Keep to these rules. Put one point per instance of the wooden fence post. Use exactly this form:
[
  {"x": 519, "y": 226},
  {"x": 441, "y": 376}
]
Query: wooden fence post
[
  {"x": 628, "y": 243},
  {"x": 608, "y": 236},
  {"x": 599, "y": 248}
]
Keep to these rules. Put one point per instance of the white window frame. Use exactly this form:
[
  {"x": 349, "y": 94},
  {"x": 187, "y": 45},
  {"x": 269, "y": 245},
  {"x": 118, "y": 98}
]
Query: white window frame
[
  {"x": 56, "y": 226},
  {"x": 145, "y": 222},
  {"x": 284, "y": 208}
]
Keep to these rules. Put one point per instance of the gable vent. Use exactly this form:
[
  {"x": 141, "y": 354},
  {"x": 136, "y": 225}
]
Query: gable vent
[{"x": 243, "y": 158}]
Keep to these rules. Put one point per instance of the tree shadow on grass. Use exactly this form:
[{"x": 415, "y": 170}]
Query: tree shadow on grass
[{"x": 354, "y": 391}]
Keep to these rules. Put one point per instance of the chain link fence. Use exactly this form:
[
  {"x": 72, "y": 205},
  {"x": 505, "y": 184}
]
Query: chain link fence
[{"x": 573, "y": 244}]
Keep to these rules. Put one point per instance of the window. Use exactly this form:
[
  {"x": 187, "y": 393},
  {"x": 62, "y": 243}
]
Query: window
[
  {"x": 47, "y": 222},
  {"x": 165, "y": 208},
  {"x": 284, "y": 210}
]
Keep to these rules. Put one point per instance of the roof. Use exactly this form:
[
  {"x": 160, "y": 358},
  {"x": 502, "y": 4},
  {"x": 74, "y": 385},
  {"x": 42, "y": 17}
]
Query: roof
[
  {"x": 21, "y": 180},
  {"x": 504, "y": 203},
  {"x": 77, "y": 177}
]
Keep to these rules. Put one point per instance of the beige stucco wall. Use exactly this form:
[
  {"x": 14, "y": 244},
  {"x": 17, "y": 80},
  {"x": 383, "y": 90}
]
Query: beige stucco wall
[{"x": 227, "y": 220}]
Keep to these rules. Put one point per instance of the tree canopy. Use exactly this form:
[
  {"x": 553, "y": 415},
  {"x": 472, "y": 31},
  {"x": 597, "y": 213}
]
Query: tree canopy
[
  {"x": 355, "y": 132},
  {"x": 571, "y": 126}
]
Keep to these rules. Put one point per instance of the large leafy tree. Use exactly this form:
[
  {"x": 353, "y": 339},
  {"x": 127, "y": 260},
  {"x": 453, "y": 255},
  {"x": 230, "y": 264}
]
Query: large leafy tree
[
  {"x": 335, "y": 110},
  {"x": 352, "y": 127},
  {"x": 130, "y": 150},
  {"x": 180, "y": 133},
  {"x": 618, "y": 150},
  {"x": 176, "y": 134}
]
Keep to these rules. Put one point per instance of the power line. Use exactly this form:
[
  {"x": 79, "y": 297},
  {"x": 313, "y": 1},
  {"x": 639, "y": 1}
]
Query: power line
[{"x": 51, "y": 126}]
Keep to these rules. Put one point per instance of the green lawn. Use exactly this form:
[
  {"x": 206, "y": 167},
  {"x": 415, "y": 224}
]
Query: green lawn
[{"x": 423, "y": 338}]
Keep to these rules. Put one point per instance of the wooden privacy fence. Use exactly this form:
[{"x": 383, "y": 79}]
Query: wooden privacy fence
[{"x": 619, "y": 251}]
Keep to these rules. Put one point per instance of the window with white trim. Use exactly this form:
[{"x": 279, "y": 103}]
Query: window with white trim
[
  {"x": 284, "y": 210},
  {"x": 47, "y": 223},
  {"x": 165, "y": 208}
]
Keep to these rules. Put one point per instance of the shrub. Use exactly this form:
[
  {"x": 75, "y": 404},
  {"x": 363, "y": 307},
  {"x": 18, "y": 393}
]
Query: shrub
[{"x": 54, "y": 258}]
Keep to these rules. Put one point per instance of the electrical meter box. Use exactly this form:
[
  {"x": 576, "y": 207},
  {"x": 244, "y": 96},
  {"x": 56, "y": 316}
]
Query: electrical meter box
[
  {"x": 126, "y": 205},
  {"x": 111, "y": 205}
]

WHAT IS BEING ASKED:
Find the line containing "of the large" in the material above. Print it and every line after it through the end, exactly and only those.

EXERCISE ANSWER:
Keep to these rules. Put one point per instance of the large leafy tree. Use exactly this form:
[
  {"x": 353, "y": 339},
  {"x": 127, "y": 260},
  {"x": 453, "y": 255},
  {"x": 230, "y": 264}
]
Query: large leafy tree
[
  {"x": 335, "y": 110},
  {"x": 352, "y": 127},
  {"x": 130, "y": 150},
  {"x": 180, "y": 133},
  {"x": 618, "y": 150},
  {"x": 176, "y": 134}
]
Keep to these rules. Put one point per instance of the power line. Use exactly this form:
[
  {"x": 79, "y": 297},
  {"x": 313, "y": 1},
  {"x": 639, "y": 1}
]
Query: power line
[{"x": 51, "y": 126}]
Keep to these rules. Put one point per instance of the green lawn. Use exactly this form:
[
  {"x": 206, "y": 167},
  {"x": 415, "y": 224}
]
Query: green lawn
[{"x": 423, "y": 338}]
Keep to these rules. Put one point per instance of the wooden privacy fence. Use exactly this form:
[{"x": 383, "y": 79}]
Query: wooden privacy fence
[{"x": 619, "y": 251}]
Keep to these rules. Put one point per instance of the window with white trim. Use exactly this form:
[{"x": 279, "y": 103}]
Query: window with white trim
[
  {"x": 284, "y": 210},
  {"x": 47, "y": 223},
  {"x": 165, "y": 208}
]
Keep to these rules. Put one point per instance of the shrub. Use exactly this form:
[
  {"x": 75, "y": 404},
  {"x": 363, "y": 307},
  {"x": 18, "y": 393}
]
Query: shrub
[{"x": 54, "y": 258}]
Keep to these rules. Put one point per instance of the electrical meter box. Use exactly this form:
[
  {"x": 576, "y": 207},
  {"x": 244, "y": 96},
  {"x": 56, "y": 316}
]
Query: electrical meter box
[
  {"x": 126, "y": 205},
  {"x": 111, "y": 205}
]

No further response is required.